*Dataset extract:*
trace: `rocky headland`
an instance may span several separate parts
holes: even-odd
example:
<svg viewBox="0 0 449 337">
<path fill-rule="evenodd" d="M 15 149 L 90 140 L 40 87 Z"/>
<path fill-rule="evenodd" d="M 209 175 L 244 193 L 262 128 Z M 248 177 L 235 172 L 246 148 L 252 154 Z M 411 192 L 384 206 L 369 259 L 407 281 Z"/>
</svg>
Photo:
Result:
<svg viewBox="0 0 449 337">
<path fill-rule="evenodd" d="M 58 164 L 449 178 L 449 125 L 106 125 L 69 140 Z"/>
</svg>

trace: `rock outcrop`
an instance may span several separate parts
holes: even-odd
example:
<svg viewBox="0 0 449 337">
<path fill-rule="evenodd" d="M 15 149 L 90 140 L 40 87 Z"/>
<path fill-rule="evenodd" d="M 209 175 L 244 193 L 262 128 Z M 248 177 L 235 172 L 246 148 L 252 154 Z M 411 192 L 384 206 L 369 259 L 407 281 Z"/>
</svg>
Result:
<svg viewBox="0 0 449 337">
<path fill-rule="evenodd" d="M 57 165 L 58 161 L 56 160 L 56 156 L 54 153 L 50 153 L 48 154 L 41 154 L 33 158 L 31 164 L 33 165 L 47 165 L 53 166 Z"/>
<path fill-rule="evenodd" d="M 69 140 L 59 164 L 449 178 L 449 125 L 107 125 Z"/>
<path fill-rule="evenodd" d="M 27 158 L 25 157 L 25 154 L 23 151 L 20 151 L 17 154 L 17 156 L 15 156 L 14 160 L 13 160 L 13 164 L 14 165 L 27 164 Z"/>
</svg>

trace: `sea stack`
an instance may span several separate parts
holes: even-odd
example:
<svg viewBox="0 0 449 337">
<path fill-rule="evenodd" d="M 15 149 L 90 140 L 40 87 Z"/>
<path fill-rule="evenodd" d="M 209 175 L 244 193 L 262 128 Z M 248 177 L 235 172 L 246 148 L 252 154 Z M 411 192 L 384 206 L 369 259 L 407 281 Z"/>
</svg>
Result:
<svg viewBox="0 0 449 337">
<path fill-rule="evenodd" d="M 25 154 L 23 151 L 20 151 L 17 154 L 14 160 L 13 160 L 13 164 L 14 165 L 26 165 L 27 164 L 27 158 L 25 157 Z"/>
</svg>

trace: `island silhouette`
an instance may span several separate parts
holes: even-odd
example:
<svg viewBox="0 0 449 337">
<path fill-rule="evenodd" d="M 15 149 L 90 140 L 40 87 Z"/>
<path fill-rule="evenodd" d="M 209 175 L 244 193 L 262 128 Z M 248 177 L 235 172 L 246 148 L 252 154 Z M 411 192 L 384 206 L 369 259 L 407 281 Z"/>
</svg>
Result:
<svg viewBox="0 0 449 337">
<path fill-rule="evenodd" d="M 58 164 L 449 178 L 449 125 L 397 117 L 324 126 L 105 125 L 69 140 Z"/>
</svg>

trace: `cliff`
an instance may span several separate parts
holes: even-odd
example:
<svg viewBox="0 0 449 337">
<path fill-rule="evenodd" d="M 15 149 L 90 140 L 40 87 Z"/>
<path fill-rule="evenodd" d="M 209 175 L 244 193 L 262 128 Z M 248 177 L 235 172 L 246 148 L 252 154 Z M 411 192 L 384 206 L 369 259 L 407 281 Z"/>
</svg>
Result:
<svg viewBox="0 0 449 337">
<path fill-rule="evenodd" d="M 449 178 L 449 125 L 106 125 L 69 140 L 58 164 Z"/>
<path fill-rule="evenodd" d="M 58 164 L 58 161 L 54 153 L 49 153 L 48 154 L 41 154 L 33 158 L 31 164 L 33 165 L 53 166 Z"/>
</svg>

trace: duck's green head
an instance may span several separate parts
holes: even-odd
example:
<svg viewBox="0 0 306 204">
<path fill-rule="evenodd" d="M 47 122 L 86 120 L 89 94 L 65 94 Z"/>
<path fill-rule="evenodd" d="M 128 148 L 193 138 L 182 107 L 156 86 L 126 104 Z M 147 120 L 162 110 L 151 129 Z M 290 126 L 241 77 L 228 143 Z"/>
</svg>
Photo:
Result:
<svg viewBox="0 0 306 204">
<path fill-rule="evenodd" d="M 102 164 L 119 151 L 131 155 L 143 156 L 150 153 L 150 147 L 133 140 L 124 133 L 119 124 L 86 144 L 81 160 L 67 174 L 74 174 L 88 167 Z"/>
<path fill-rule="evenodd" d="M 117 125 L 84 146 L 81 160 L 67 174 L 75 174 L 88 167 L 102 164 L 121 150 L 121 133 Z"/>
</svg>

*Exercise:* Copy all of the lines above without changing anything in them.

*Reply:*
trace: `rocky headland`
an instance may span several separate parts
holes: even-odd
example:
<svg viewBox="0 0 449 337">
<path fill-rule="evenodd" d="M 15 149 L 90 140 L 40 87 Z"/>
<path fill-rule="evenodd" d="M 209 175 L 244 193 L 262 128 Z M 248 177 L 235 172 L 246 148 L 252 154 Z M 411 192 L 384 206 L 369 259 L 407 281 Z"/>
</svg>
Photo:
Result:
<svg viewBox="0 0 449 337">
<path fill-rule="evenodd" d="M 58 164 L 449 178 L 449 125 L 106 125 L 69 140 Z"/>
</svg>

trace: `rock outcrop`
an instance may span several separate parts
holes: even-odd
example:
<svg viewBox="0 0 449 337">
<path fill-rule="evenodd" d="M 15 149 L 90 140 L 40 87 Z"/>
<path fill-rule="evenodd" d="M 209 175 L 244 193 L 262 128 Z M 248 177 L 235 172 L 246 148 L 252 154 Z M 411 192 L 384 206 L 369 259 L 407 281 Z"/>
</svg>
Result:
<svg viewBox="0 0 449 337">
<path fill-rule="evenodd" d="M 57 165 L 58 161 L 56 160 L 56 156 L 54 153 L 50 153 L 48 154 L 41 154 L 33 158 L 31 164 L 33 165 L 47 165 L 53 166 Z"/>
<path fill-rule="evenodd" d="M 69 140 L 59 164 L 449 178 L 449 125 L 107 125 Z"/>
<path fill-rule="evenodd" d="M 27 158 L 25 157 L 25 154 L 23 151 L 20 151 L 17 154 L 17 156 L 15 156 L 14 160 L 13 160 L 13 164 L 14 165 L 27 164 Z"/>
</svg>

trace: `sea stack`
an instance may span several separate parts
holes: even-odd
example:
<svg viewBox="0 0 449 337">
<path fill-rule="evenodd" d="M 15 149 L 90 140 L 40 87 Z"/>
<path fill-rule="evenodd" d="M 209 175 L 244 193 L 262 128 Z M 248 177 L 235 172 L 246 148 L 252 154 Z M 411 192 L 384 206 L 369 259 L 407 281 Z"/>
</svg>
Result:
<svg viewBox="0 0 449 337">
<path fill-rule="evenodd" d="M 25 154 L 23 151 L 20 151 L 17 154 L 14 160 L 13 160 L 13 164 L 14 165 L 26 165 L 27 164 L 27 158 L 25 157 Z"/>
</svg>

trace: `island silhouette`
an instance may span several separate parts
holes: even-odd
example:
<svg viewBox="0 0 449 337">
<path fill-rule="evenodd" d="M 15 149 L 90 140 L 40 87 Z"/>
<path fill-rule="evenodd" d="M 209 175 L 244 193 L 262 128 Z M 248 177 L 235 172 L 246 148 L 252 154 Z M 411 192 L 384 206 L 369 259 L 407 281 Z"/>
</svg>
Result:
<svg viewBox="0 0 449 337">
<path fill-rule="evenodd" d="M 58 164 L 449 178 L 449 125 L 397 117 L 324 126 L 105 125 L 69 140 Z"/>
</svg>

trace: `cliff`
an instance may span several separate parts
holes: even-odd
example:
<svg viewBox="0 0 449 337">
<path fill-rule="evenodd" d="M 15 149 L 90 140 L 40 87 Z"/>
<path fill-rule="evenodd" d="M 209 175 L 244 193 L 262 128 Z M 248 177 L 235 172 L 246 148 L 252 154 Z M 411 192 L 384 206 L 369 259 L 407 281 Z"/>
</svg>
Result:
<svg viewBox="0 0 449 337">
<path fill-rule="evenodd" d="M 449 178 L 449 125 L 106 125 L 69 140 L 58 164 Z"/>
<path fill-rule="evenodd" d="M 58 164 L 58 161 L 54 153 L 49 153 L 48 154 L 41 154 L 33 158 L 31 164 L 33 165 L 53 166 Z"/>
</svg>

trace: duck's green head
an instance may span several separate parts
holes: even-odd
example:
<svg viewBox="0 0 306 204">
<path fill-rule="evenodd" d="M 47 122 L 86 120 L 89 94 L 65 94 Z"/>
<path fill-rule="evenodd" d="M 128 148 L 193 138 L 182 107 L 156 86 L 126 104 Z M 147 120 L 162 110 L 151 129 Z M 290 126 L 241 77 L 228 143 Z"/>
</svg>
Photo:
Result:
<svg viewBox="0 0 306 204">
<path fill-rule="evenodd" d="M 102 164 L 119 151 L 131 155 L 143 156 L 150 153 L 150 147 L 133 140 L 124 133 L 119 124 L 86 144 L 81 160 L 67 174 L 74 174 L 88 167 Z"/>
<path fill-rule="evenodd" d="M 117 125 L 84 146 L 81 160 L 67 174 L 75 174 L 88 167 L 102 164 L 121 150 L 121 133 Z"/>
</svg>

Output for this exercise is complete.